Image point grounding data
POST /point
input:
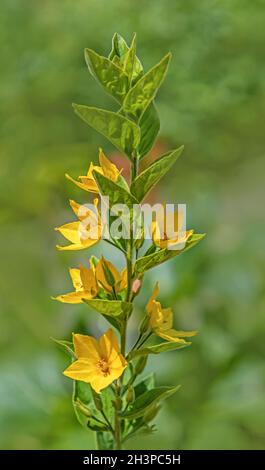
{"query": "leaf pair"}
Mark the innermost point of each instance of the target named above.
(154, 259)
(121, 75)
(148, 400)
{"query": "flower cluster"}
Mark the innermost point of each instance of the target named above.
(108, 395)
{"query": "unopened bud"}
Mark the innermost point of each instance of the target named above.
(82, 408)
(150, 415)
(136, 286)
(130, 395)
(97, 401)
(108, 274)
(144, 324)
(140, 365)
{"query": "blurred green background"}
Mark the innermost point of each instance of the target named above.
(213, 102)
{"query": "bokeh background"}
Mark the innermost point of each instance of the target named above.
(213, 102)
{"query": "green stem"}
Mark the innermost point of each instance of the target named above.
(129, 263)
(117, 431)
(144, 340)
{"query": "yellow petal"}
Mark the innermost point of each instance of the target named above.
(167, 319)
(88, 280)
(108, 344)
(184, 334)
(92, 168)
(156, 233)
(82, 369)
(170, 335)
(122, 284)
(76, 278)
(156, 315)
(86, 347)
(80, 235)
(73, 297)
(71, 231)
(84, 212)
(109, 169)
(99, 382)
(152, 298)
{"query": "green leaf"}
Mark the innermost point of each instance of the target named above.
(119, 130)
(66, 346)
(95, 425)
(131, 63)
(149, 177)
(113, 79)
(129, 59)
(149, 125)
(144, 385)
(144, 91)
(147, 400)
(153, 260)
(116, 193)
(112, 308)
(157, 349)
(119, 46)
(104, 441)
(82, 393)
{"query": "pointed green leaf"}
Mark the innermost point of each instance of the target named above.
(119, 46)
(104, 441)
(66, 346)
(144, 91)
(114, 80)
(131, 64)
(120, 131)
(82, 393)
(95, 425)
(144, 385)
(116, 194)
(149, 177)
(112, 308)
(129, 59)
(153, 260)
(147, 400)
(149, 125)
(157, 349)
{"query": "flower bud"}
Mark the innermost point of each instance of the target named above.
(136, 286)
(140, 365)
(144, 324)
(150, 415)
(130, 395)
(82, 408)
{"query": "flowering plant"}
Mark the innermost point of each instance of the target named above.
(109, 397)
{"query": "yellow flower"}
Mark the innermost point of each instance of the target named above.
(109, 277)
(99, 362)
(161, 320)
(167, 229)
(106, 168)
(85, 232)
(85, 284)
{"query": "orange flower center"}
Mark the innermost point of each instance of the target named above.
(103, 367)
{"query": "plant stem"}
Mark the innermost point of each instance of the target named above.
(144, 340)
(129, 264)
(117, 431)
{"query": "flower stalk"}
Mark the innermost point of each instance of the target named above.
(109, 395)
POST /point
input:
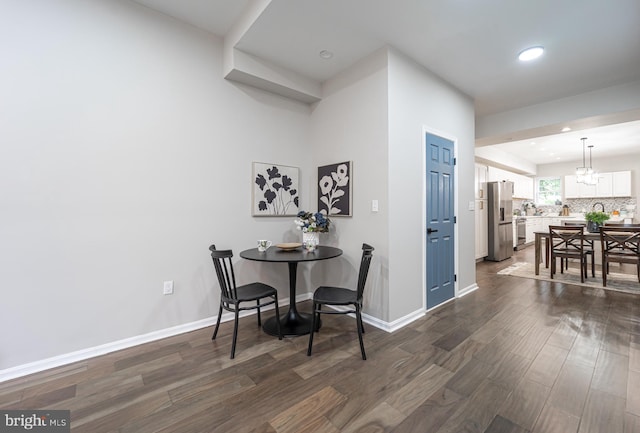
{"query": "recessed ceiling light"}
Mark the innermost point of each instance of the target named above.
(326, 54)
(530, 53)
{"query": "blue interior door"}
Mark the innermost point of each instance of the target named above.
(440, 254)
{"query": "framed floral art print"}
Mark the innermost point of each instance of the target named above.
(275, 190)
(334, 189)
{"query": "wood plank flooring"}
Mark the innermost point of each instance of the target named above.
(518, 355)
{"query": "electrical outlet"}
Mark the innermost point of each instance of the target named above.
(168, 288)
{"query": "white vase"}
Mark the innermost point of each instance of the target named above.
(310, 240)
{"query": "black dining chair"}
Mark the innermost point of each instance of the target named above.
(588, 247)
(567, 242)
(620, 244)
(342, 297)
(232, 296)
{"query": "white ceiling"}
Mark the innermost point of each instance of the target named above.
(610, 140)
(589, 44)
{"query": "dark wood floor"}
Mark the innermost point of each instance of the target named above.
(517, 355)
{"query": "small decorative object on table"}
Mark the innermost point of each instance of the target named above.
(529, 208)
(595, 220)
(311, 224)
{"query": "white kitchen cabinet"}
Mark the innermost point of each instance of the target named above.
(522, 185)
(621, 184)
(616, 184)
(481, 181)
(482, 229)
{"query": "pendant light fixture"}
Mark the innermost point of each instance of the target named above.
(582, 171)
(590, 177)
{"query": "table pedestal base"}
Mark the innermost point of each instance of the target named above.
(291, 324)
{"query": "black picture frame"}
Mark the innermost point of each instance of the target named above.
(275, 190)
(335, 193)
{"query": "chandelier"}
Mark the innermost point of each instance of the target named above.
(586, 174)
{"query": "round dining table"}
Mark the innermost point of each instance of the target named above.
(293, 322)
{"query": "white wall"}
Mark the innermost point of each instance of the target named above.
(123, 155)
(351, 124)
(419, 99)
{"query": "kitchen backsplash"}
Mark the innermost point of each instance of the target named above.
(581, 205)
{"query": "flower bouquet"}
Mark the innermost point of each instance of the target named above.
(311, 224)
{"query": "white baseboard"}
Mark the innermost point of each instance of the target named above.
(467, 290)
(81, 355)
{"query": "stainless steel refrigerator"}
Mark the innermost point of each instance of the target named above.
(500, 203)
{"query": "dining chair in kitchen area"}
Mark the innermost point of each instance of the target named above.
(588, 246)
(232, 296)
(342, 297)
(567, 242)
(620, 244)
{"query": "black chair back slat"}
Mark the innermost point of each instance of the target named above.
(365, 261)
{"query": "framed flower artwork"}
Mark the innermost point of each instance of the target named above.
(334, 189)
(275, 190)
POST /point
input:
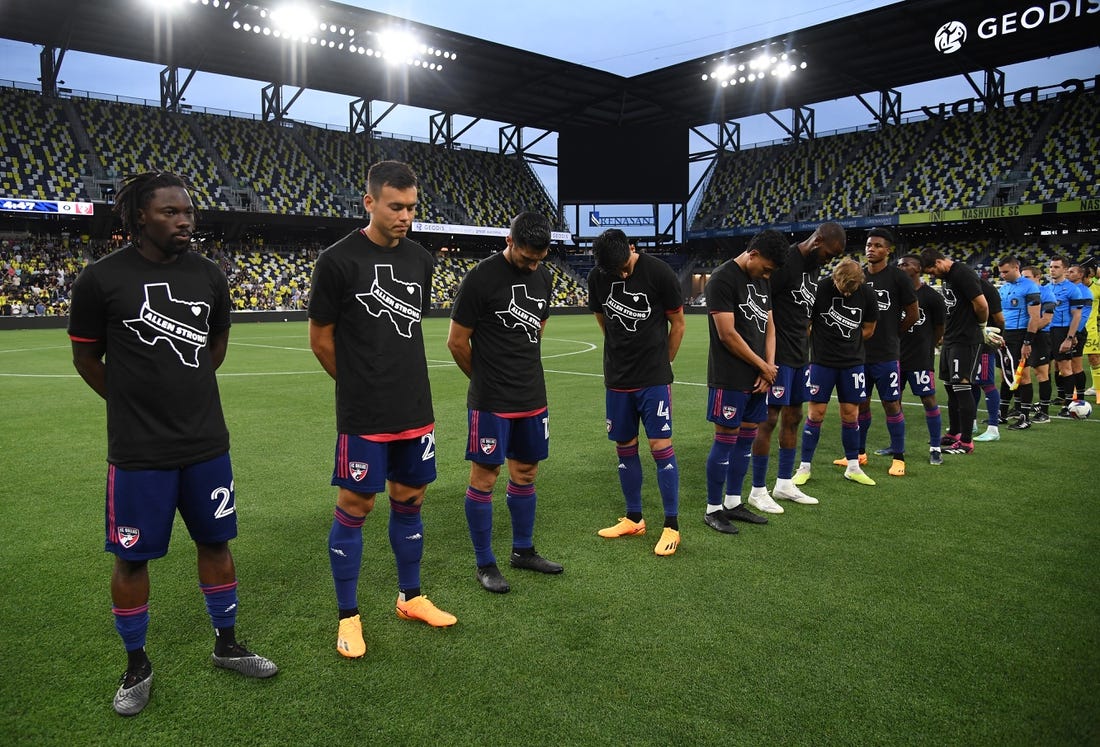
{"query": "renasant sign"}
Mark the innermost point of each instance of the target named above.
(952, 35)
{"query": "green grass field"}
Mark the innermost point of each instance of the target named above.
(957, 605)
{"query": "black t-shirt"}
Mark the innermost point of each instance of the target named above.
(506, 308)
(837, 325)
(636, 327)
(376, 297)
(793, 287)
(732, 290)
(893, 290)
(960, 287)
(163, 408)
(919, 343)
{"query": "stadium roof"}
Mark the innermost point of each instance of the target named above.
(875, 51)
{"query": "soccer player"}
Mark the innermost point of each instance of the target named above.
(1021, 301)
(964, 336)
(370, 292)
(495, 337)
(986, 377)
(844, 318)
(793, 288)
(1067, 320)
(898, 312)
(740, 367)
(1076, 275)
(150, 326)
(1042, 352)
(919, 352)
(638, 304)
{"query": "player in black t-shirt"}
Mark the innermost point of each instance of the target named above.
(158, 315)
(496, 339)
(898, 312)
(740, 369)
(369, 294)
(793, 288)
(964, 334)
(844, 317)
(638, 305)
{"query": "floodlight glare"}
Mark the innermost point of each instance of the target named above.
(290, 17)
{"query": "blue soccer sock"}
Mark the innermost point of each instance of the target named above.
(865, 427)
(629, 467)
(717, 463)
(132, 625)
(480, 520)
(935, 423)
(739, 461)
(345, 556)
(521, 501)
(406, 538)
(668, 480)
(849, 437)
(221, 603)
(895, 426)
(812, 434)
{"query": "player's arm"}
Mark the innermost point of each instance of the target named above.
(218, 344)
(736, 344)
(88, 360)
(458, 342)
(909, 318)
(677, 327)
(322, 341)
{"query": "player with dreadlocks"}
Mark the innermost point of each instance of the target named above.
(150, 326)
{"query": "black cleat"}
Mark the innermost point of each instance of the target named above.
(717, 522)
(741, 513)
(532, 561)
(492, 580)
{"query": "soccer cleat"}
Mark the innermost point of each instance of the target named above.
(669, 541)
(421, 608)
(532, 561)
(350, 637)
(133, 691)
(624, 528)
(492, 580)
(762, 502)
(793, 494)
(741, 513)
(718, 522)
(244, 661)
(960, 448)
(858, 476)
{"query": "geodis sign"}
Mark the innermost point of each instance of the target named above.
(953, 35)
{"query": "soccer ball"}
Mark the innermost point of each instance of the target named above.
(1079, 409)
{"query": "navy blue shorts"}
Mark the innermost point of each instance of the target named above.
(364, 467)
(730, 407)
(886, 377)
(790, 386)
(850, 384)
(142, 504)
(652, 405)
(493, 438)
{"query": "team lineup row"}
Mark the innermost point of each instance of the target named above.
(150, 327)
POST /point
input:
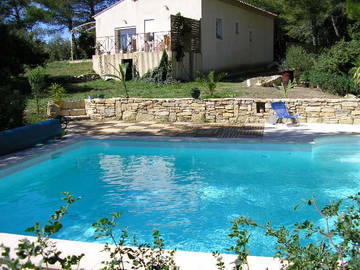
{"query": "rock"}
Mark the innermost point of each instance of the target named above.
(350, 96)
(129, 116)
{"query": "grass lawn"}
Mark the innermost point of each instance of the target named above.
(64, 72)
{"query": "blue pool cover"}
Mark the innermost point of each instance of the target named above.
(24, 137)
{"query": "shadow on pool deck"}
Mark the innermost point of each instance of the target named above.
(307, 132)
(166, 129)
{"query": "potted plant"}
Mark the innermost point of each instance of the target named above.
(195, 92)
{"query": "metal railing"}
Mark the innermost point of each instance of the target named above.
(143, 42)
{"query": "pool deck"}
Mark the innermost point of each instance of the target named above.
(304, 133)
(184, 260)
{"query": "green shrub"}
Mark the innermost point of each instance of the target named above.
(298, 59)
(340, 58)
(57, 92)
(333, 83)
(37, 81)
(12, 106)
(309, 246)
(211, 80)
(161, 74)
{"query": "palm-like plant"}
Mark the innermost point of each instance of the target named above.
(356, 73)
(285, 88)
(211, 81)
(121, 76)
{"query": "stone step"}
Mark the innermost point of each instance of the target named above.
(78, 117)
(73, 112)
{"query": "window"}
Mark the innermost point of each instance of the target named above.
(250, 36)
(219, 29)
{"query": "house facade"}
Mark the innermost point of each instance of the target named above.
(233, 35)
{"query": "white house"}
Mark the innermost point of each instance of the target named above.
(233, 34)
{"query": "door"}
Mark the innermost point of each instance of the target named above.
(124, 39)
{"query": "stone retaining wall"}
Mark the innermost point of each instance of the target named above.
(331, 111)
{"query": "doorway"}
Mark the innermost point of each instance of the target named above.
(129, 70)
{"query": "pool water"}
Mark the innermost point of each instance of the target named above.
(190, 191)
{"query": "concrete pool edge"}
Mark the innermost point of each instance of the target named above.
(184, 259)
(43, 149)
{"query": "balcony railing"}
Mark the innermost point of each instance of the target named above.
(143, 42)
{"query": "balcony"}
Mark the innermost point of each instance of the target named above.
(125, 42)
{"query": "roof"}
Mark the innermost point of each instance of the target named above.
(109, 7)
(243, 3)
(256, 8)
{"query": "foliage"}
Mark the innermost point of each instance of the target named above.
(333, 246)
(85, 43)
(356, 74)
(12, 106)
(333, 83)
(340, 58)
(120, 75)
(145, 256)
(285, 88)
(57, 92)
(161, 74)
(36, 78)
(298, 59)
(184, 29)
(353, 9)
(211, 81)
(29, 252)
(58, 49)
(195, 92)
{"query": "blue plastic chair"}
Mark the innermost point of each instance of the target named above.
(282, 112)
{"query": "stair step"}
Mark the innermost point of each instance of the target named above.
(73, 112)
(78, 117)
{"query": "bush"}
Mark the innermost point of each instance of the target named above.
(57, 92)
(162, 74)
(298, 59)
(340, 58)
(12, 106)
(37, 81)
(333, 83)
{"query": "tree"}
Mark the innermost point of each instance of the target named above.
(353, 9)
(22, 14)
(18, 52)
(90, 7)
(58, 49)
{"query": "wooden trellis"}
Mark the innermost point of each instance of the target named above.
(187, 32)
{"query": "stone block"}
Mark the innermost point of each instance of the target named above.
(198, 117)
(129, 116)
(313, 109)
(346, 121)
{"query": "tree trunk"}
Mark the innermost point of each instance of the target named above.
(335, 27)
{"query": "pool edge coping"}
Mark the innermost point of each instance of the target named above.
(186, 260)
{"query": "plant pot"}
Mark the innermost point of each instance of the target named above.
(195, 93)
(287, 76)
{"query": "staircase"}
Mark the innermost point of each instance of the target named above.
(74, 110)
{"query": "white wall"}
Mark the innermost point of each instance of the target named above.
(135, 12)
(234, 50)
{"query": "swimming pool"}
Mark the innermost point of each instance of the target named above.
(190, 191)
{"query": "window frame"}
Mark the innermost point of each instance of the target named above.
(219, 28)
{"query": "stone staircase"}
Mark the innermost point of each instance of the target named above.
(74, 110)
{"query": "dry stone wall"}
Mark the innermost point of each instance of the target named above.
(331, 111)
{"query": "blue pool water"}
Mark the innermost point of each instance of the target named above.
(189, 191)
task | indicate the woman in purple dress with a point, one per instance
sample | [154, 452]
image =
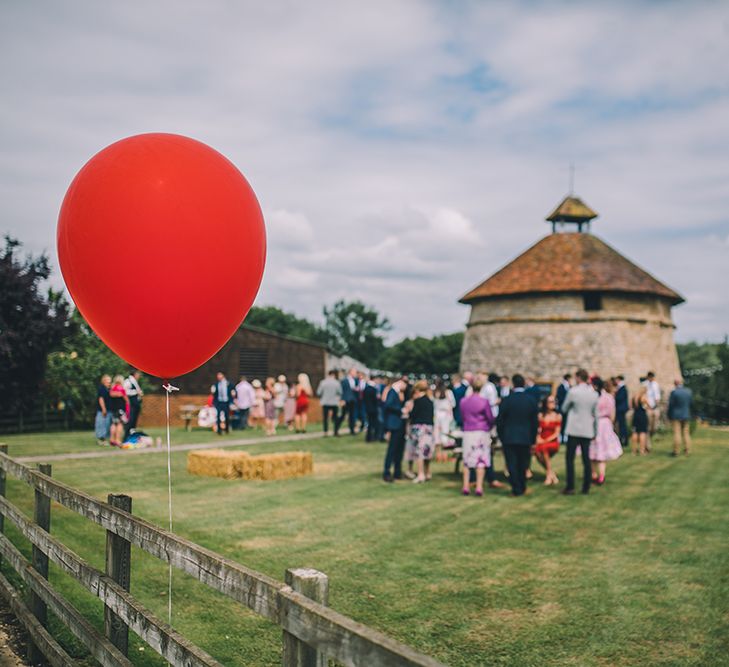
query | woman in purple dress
[478, 420]
[606, 445]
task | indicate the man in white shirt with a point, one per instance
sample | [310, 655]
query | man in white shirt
[280, 392]
[653, 395]
[245, 397]
[491, 393]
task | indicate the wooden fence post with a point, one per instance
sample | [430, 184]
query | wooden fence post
[315, 585]
[42, 517]
[4, 450]
[119, 568]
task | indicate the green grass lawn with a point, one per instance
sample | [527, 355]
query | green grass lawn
[635, 573]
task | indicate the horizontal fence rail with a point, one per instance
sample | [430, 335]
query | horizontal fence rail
[303, 619]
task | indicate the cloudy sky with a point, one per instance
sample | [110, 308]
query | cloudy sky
[401, 151]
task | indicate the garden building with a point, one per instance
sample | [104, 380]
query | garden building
[571, 301]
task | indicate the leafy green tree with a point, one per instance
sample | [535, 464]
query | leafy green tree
[356, 329]
[32, 323]
[432, 356]
[74, 370]
[275, 319]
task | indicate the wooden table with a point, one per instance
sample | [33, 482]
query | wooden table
[188, 413]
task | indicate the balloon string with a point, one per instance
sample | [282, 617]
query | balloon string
[169, 389]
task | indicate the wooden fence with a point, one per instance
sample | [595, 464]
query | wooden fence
[312, 632]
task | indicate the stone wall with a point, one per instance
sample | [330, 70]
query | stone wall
[546, 336]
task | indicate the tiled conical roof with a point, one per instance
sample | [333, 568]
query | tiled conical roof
[572, 209]
[570, 262]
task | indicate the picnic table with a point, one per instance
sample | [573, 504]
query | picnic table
[457, 447]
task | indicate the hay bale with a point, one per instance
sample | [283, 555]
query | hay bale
[282, 465]
[215, 463]
[235, 465]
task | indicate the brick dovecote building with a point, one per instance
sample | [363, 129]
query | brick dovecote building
[569, 301]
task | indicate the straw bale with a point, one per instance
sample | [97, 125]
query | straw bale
[215, 463]
[235, 465]
[282, 465]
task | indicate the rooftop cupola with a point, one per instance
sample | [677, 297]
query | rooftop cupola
[571, 211]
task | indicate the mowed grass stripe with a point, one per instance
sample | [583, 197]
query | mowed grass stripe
[634, 573]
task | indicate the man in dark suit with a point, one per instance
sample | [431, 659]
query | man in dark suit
[622, 405]
[223, 393]
[371, 402]
[517, 426]
[350, 393]
[679, 412]
[561, 394]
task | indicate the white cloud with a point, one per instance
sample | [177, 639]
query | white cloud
[402, 151]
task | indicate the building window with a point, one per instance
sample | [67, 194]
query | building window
[593, 301]
[253, 362]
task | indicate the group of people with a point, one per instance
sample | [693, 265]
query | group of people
[118, 404]
[269, 405]
[589, 417]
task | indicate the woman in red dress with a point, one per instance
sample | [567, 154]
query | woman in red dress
[303, 392]
[550, 425]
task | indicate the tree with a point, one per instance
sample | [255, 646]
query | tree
[288, 324]
[356, 329]
[74, 370]
[432, 356]
[32, 322]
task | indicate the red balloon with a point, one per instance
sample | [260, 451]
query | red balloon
[162, 246]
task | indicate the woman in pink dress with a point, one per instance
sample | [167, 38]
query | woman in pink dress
[606, 446]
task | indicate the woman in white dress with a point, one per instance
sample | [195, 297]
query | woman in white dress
[444, 403]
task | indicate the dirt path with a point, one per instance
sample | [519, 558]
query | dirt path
[224, 442]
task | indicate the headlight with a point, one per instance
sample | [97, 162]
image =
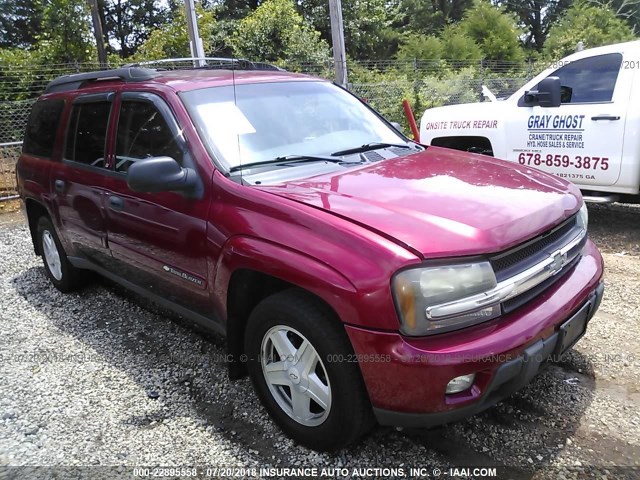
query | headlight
[442, 298]
[583, 216]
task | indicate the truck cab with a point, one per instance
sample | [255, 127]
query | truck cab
[574, 120]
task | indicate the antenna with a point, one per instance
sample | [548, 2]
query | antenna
[235, 102]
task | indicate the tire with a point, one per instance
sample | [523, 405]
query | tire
[332, 406]
[64, 276]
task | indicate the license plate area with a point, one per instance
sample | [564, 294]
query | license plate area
[571, 330]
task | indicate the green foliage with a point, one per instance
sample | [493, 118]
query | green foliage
[66, 32]
[494, 31]
[593, 25]
[369, 28]
[172, 40]
[20, 22]
[459, 45]
[415, 46]
[130, 23]
[276, 32]
[459, 87]
[429, 18]
[536, 17]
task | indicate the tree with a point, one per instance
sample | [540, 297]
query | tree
[430, 17]
[66, 32]
[587, 23]
[452, 44]
[20, 22]
[172, 39]
[368, 25]
[627, 9]
[128, 23]
[276, 32]
[536, 17]
[494, 31]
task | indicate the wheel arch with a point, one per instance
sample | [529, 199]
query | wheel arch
[252, 269]
[35, 210]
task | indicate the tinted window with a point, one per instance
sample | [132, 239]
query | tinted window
[142, 133]
[590, 79]
[40, 134]
[87, 133]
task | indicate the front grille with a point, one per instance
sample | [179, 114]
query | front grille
[525, 297]
[513, 261]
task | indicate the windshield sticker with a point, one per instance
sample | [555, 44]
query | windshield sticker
[225, 117]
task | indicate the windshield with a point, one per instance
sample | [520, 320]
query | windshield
[271, 120]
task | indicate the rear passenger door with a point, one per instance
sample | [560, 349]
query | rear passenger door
[157, 239]
[77, 182]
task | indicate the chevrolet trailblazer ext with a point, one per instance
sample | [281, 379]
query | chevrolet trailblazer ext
[362, 276]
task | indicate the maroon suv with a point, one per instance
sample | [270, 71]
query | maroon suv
[357, 275]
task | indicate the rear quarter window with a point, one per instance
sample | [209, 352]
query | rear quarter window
[40, 135]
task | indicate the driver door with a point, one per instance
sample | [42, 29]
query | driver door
[581, 140]
[157, 240]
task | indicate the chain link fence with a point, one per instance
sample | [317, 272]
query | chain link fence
[382, 83]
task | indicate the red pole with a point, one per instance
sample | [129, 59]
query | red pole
[412, 121]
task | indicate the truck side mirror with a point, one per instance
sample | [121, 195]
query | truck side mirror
[547, 94]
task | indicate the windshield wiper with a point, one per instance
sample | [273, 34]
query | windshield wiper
[370, 146]
[287, 159]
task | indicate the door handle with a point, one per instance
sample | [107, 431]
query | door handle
[116, 203]
[605, 117]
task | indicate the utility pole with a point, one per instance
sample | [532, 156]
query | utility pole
[195, 42]
[337, 38]
[97, 32]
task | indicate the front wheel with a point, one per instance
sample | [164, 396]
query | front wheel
[299, 365]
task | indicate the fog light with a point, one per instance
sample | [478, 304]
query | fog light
[460, 384]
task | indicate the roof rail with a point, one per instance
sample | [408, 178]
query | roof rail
[73, 81]
[212, 62]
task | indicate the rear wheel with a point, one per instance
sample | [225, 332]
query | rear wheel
[64, 276]
[299, 365]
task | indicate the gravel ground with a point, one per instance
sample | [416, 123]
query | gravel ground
[103, 377]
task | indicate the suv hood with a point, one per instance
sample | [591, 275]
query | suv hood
[442, 202]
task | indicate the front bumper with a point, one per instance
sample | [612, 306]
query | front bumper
[407, 380]
[509, 377]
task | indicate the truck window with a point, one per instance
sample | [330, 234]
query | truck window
[589, 80]
[142, 133]
[87, 133]
[42, 126]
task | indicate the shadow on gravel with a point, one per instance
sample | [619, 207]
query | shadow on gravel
[185, 370]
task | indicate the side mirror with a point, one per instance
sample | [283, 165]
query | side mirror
[162, 174]
[547, 94]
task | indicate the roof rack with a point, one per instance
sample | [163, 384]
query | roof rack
[73, 81]
[212, 62]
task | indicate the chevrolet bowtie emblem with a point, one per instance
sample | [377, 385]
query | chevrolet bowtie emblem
[557, 262]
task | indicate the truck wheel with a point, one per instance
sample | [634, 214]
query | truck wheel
[298, 363]
[64, 276]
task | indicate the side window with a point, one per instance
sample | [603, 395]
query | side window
[87, 133]
[589, 80]
[142, 133]
[40, 135]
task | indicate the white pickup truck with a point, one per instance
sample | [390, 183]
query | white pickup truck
[579, 119]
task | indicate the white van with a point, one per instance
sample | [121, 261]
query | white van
[579, 119]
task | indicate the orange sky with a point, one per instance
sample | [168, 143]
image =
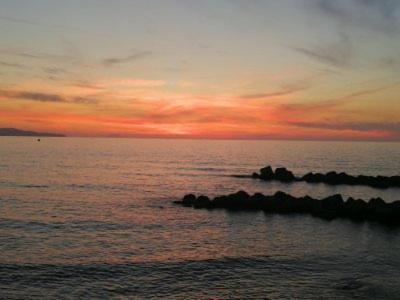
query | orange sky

## Your assignment:
What lines of the data include the word "cleat"? Copy each of them.

## Result:
{"query": "black cleat"}
{"query": "soccer cleat"}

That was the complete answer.